Source excerpt =>
▬▬▬▬▬▬▬▬▬▬

Come On Over

August 15, 2011

This blog will stay up, but please visit me at lizpetry.com

New Website

August 14, 2011

I’m building a new website, so stay tuned …

Random Thoughts

August 13, 2011

It’s been one of those days all week (again), so here are some random thoughts.

So glad Philip Levine is the Poet Laureate. This country needs more voices for working people. Everyone should read “What Work Is.”

My neighbor who had wonderful, outrageous lawn signs all through the Bush administration has been quiet of late. He takes three pieces of board, paints them black and inks in his message in white. (The Smiley Face he painted on his copper beach after President Obama was elected has faded to invisibility). The signs driving north: “Make/mine/coffee.” Driving south: “The Democratic Party isn’t dead/but it’s beginning/to smell that way.” (Not sure I’ve gotten the division right on that one.)

The idiots in my neighborhood who wield firecrackers are still at it. Poor little Isis is going through some sort of senior withdrawal and was so scared the other night I thought she was going to hyperventilate to death. These are not sparklers and those pretty little candles. I could see the lights over the forty-foot trees in the neighbors’ backyard.

On the subject of Isis, she’s developed this habit of staring off into space. In the winter time she meditates on the steam radiator, with her nose barely a whisker’s length away. We can’t get our hands within six inches if the heat has just run. In the summer, she can stare at just about anything. If Larry or I disturb her, she jumps and then gives us the “who are you? what are you doing here?” look, which proceeds to “Where am I? Have I ever seen this place before?” We were convinced it was age – perhaps feline dementia – until we realized that the boxer next door, who is barely out of puppyhood, has that very same stare.

Quick update: The fate of the Chester-Hadlyme Ferry remains in limbo. A judge ruled a lawsuit filed by the town of Lyme couldn’t go forward because the closure wasn’t a certainty. (Not yet ripe in legal terms.) The closure threat will be rescinded if the unions ratify the governor’s revised contracts. Hope the ferry gets to keep on chugging.

▬▬▬▬▬▬▬▬▬▬

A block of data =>
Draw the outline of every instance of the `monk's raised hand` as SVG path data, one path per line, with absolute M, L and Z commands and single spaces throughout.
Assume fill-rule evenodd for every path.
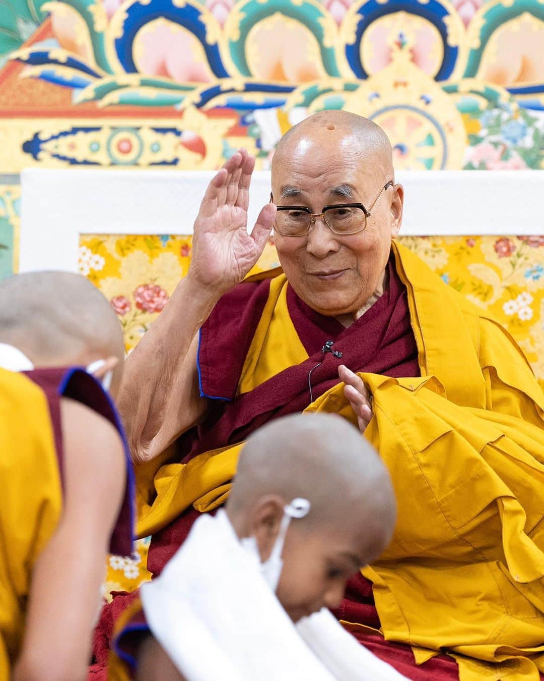
M 338 375 L 344 383 L 344 394 L 352 405 L 359 430 L 364 432 L 372 418 L 371 397 L 362 379 L 341 364 L 338 368 Z
M 248 234 L 250 183 L 255 159 L 240 149 L 208 185 L 194 223 L 188 275 L 221 295 L 243 279 L 262 253 L 276 215 L 267 204 Z

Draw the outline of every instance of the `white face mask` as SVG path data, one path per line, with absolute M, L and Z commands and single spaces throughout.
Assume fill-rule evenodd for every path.
M 86 371 L 88 374 L 94 375 L 95 372 L 101 369 L 105 363 L 105 360 L 97 360 L 96 362 L 91 362 L 91 363 L 86 368 Z M 109 386 L 112 385 L 112 377 L 113 375 L 113 371 L 107 371 L 102 378 L 100 379 L 100 383 L 102 387 L 106 391 L 109 390 Z
M 282 570 L 284 567 L 284 561 L 282 559 L 282 554 L 284 550 L 284 543 L 285 536 L 292 518 L 304 518 L 308 515 L 310 510 L 310 503 L 307 499 L 296 498 L 285 507 L 284 509 L 284 517 L 279 525 L 279 530 L 277 537 L 272 547 L 269 558 L 260 563 L 260 554 L 259 553 L 257 540 L 254 537 L 245 537 L 240 540 L 242 547 L 251 553 L 253 556 L 256 556 L 259 563 L 260 563 L 260 572 L 265 580 L 268 583 L 272 590 L 275 592 L 277 585 L 279 584 L 279 577 L 282 576 Z

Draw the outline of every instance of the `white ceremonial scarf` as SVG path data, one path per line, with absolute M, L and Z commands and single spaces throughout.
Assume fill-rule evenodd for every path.
M 326 609 L 294 624 L 225 511 L 206 514 L 141 587 L 149 627 L 188 681 L 401 681 Z
M 34 365 L 24 353 L 14 345 L 0 343 L 0 368 L 8 371 L 32 371 Z

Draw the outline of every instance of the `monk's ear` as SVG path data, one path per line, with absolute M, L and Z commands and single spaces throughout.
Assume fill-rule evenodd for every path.
M 252 510 L 250 534 L 256 539 L 261 560 L 270 556 L 279 532 L 285 505 L 285 499 L 279 494 L 267 494 Z
M 103 379 L 105 376 L 105 375 L 108 373 L 108 371 L 113 371 L 118 364 L 119 364 L 119 358 L 115 357 L 114 355 L 112 355 L 110 357 L 108 357 L 105 360 L 104 360 L 103 364 L 101 364 L 101 366 L 99 367 L 99 368 L 95 369 L 92 372 L 92 375 L 95 377 L 95 379 L 97 379 L 99 381 L 100 381 L 101 379 Z
M 391 202 L 391 236 L 395 239 L 398 236 L 403 223 L 404 187 L 402 185 L 394 185 L 393 191 L 395 193 Z

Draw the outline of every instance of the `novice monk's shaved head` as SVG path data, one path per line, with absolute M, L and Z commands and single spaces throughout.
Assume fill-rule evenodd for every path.
M 36 366 L 86 365 L 124 355 L 119 321 L 88 280 L 66 272 L 16 274 L 0 282 L 0 343 Z
M 250 437 L 226 511 L 239 537 L 256 538 L 266 560 L 284 508 L 297 497 L 307 499 L 310 510 L 291 521 L 277 591 L 294 621 L 339 605 L 346 580 L 389 543 L 396 518 L 381 460 L 337 416 L 288 416 Z

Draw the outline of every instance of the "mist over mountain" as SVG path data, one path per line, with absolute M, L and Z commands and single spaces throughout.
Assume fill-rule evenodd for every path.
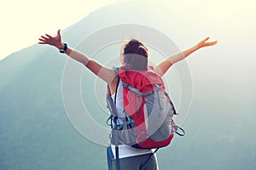
M 175 137 L 170 146 L 158 151 L 160 169 L 255 169 L 256 71 L 252 52 L 256 37 L 252 28 L 256 25 L 230 20 L 221 27 L 230 14 L 221 15 L 224 9 L 217 10 L 213 3 L 207 3 L 193 13 L 188 3 L 144 0 L 114 3 L 63 30 L 62 38 L 70 47 L 79 48 L 83 40 L 101 29 L 132 24 L 159 30 L 183 50 L 206 36 L 212 36 L 219 41 L 218 46 L 200 49 L 186 60 L 193 82 L 191 109 L 183 124 L 187 133 Z M 210 6 L 216 14 L 207 11 Z M 243 14 L 234 17 L 241 19 Z M 246 33 L 239 34 L 241 30 Z M 122 30 L 119 31 L 116 34 Z M 123 38 L 146 39 L 138 32 Z M 88 53 L 100 62 L 108 62 L 109 66 L 119 66 L 118 60 L 112 61 L 111 57 L 118 58 L 120 47 L 117 42 L 94 54 Z M 163 56 L 150 50 L 152 60 L 160 62 Z M 38 44 L 0 61 L 1 170 L 107 169 L 105 146 L 81 135 L 66 112 L 61 88 L 67 61 L 68 57 L 57 49 Z M 182 89 L 175 68 L 166 81 L 170 83 L 174 104 L 180 108 Z M 81 86 L 81 96 L 93 113 L 91 117 L 108 128 L 108 113 L 102 104 L 106 84 L 84 68 Z M 94 132 L 94 127 L 88 131 Z M 96 135 L 108 139 L 108 134 Z

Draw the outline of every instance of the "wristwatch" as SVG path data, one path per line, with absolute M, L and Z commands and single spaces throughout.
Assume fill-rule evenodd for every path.
M 67 43 L 63 43 L 64 44 L 64 48 L 60 49 L 60 53 L 61 54 L 65 54 L 67 48 Z

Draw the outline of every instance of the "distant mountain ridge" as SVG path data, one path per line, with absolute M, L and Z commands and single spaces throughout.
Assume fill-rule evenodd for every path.
M 173 32 L 174 38 L 179 32 L 180 42 L 185 41 L 187 37 L 178 31 L 184 29 L 179 26 L 183 17 L 187 17 L 180 16 L 183 7 L 173 3 L 167 8 L 170 11 L 161 10 L 158 6 L 162 8 L 165 1 L 158 3 L 143 0 L 102 8 L 63 30 L 63 41 L 76 48 L 96 31 L 124 23 L 152 26 L 169 36 Z M 193 31 L 191 37 L 195 37 L 201 30 Z M 215 59 L 207 54 L 209 60 Z M 107 169 L 105 147 L 80 135 L 67 118 L 61 94 L 67 59 L 54 48 L 34 44 L 0 61 L 1 170 Z M 210 65 L 193 60 L 190 65 L 198 70 L 193 72 L 193 105 L 183 125 L 187 134 L 175 137 L 170 147 L 160 150 L 160 169 L 255 169 L 256 125 L 251 122 L 255 118 L 253 95 L 246 96 L 250 91 L 244 87 L 236 98 L 230 95 L 233 91 L 230 89 L 240 88 L 229 87 L 228 78 L 215 80 L 215 71 L 207 74 Z M 91 100 L 87 104 L 95 111 L 91 116 L 102 124 L 108 115 L 101 108 L 93 108 L 94 96 L 84 94 L 86 90 L 90 94 L 95 90 L 88 88 L 85 82 L 95 82 L 95 77 L 86 72 L 81 81 L 82 95 L 84 101 Z M 106 87 L 100 88 L 104 91 Z M 177 94 L 172 93 L 172 97 L 178 105 Z M 93 131 L 93 127 L 88 130 Z

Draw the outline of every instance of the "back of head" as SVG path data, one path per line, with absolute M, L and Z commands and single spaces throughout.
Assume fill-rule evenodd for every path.
M 131 39 L 124 46 L 125 65 L 131 70 L 148 70 L 148 48 L 138 40 Z

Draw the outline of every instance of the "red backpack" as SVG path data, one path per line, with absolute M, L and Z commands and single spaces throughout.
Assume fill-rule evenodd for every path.
M 119 78 L 114 99 L 109 87 L 107 94 L 113 144 L 117 145 L 118 142 L 140 149 L 161 148 L 171 143 L 174 132 L 184 135 L 184 131 L 172 120 L 176 110 L 159 75 L 151 71 L 129 70 L 125 66 L 115 71 Z M 123 88 L 124 117 L 119 117 L 115 110 L 119 83 Z M 123 123 L 118 123 L 118 119 Z M 177 133 L 178 129 L 183 133 Z

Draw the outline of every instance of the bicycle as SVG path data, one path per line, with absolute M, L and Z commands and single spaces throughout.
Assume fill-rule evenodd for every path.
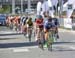
M 27 27 L 27 34 L 29 38 L 29 42 L 31 42 L 31 37 L 32 37 L 32 26 Z
M 44 50 L 44 31 L 42 30 L 42 28 L 37 28 L 37 33 L 39 32 L 38 34 L 38 46 L 39 48 L 41 48 L 42 50 Z
M 53 42 L 54 42 L 54 31 L 49 30 L 49 35 L 48 35 L 48 39 L 47 39 L 47 48 L 49 51 L 52 51 Z

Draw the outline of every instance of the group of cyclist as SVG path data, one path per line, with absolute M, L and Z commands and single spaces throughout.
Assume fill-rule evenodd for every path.
M 7 25 L 13 24 L 15 26 L 18 26 L 20 28 L 20 31 L 22 33 L 27 34 L 28 33 L 28 29 L 32 28 L 32 30 L 34 31 L 34 35 L 35 35 L 35 39 L 36 41 L 41 44 L 41 42 L 39 41 L 39 34 L 41 31 L 43 31 L 43 39 L 44 39 L 44 43 L 47 41 L 48 39 L 48 35 L 49 35 L 49 30 L 53 30 L 53 32 L 57 35 L 56 37 L 59 38 L 58 35 L 58 27 L 59 27 L 59 22 L 57 17 L 52 18 L 51 16 L 49 16 L 48 14 L 44 13 L 43 14 L 44 17 L 42 15 L 37 15 L 35 20 L 33 20 L 32 17 L 19 17 L 19 16 L 14 16 L 11 18 L 7 18 Z

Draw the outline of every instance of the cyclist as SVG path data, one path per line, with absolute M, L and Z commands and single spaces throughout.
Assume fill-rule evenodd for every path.
M 55 29 L 55 25 L 54 23 L 52 23 L 52 17 L 48 16 L 48 19 L 44 22 L 44 32 L 45 32 L 45 42 L 48 39 L 48 35 L 49 35 L 49 30 L 54 30 Z
M 43 31 L 43 18 L 41 15 L 38 15 L 35 19 L 35 26 L 36 26 L 36 41 L 41 44 L 40 42 L 40 32 Z
M 59 38 L 59 35 L 58 35 L 58 27 L 59 27 L 59 21 L 56 17 L 53 18 L 53 21 L 54 21 L 54 24 L 55 24 L 55 34 L 56 34 L 56 38 L 58 39 Z
M 31 17 L 26 20 L 26 27 L 27 27 L 27 33 L 29 33 L 29 32 L 32 33 L 32 31 L 30 31 L 30 29 L 33 28 L 33 21 L 32 21 Z M 27 36 L 28 36 L 28 34 L 27 34 Z

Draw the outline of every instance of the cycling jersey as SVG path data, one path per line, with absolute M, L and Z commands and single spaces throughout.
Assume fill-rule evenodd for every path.
M 33 25 L 33 22 L 32 22 L 31 20 L 29 20 L 29 19 L 26 21 L 26 23 L 27 23 L 29 26 L 32 26 L 32 25 Z
M 44 28 L 45 29 L 50 29 L 52 27 L 54 27 L 55 25 L 53 24 L 53 22 L 48 22 L 48 20 L 45 21 L 44 23 Z
M 43 19 L 36 19 L 35 23 L 37 25 L 37 27 L 42 28 L 43 27 Z

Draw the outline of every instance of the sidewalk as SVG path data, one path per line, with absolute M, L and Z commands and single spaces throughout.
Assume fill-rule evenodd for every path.
M 59 28 L 59 32 L 71 32 L 71 33 L 75 33 L 74 30 L 68 30 L 68 29 L 63 29 L 63 28 Z

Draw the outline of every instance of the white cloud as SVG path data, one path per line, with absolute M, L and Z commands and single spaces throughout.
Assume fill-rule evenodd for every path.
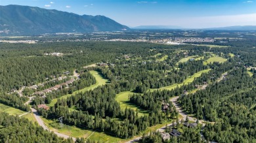
M 138 3 L 147 3 L 148 1 L 138 1 Z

▬▬▬▬▬▬▬▬▬▬

Work instructions => Say whether each statement agrees with the blog excerpt, answering yes or no and quoting the words that decide it: (a) Philip Levine is the Poet Laureate. (b) Isis meditates on the steam radiator in the summer. (c) A judge allowed the lawsuit filed by the town of Lyme to go forward. These entries come from a different source than the blog excerpt.

Answer in full =>
(a) Yes: "So glad Philip Levine is the Poet Laureate."
(b) No: "In the winter time she meditates on the steam radiator, with her nose barely a whisker’s length away."
(c) No: "A judge ruled a lawsuit filed by the town of Lyme couldn’t go forward because the closure wasn’t a certainty."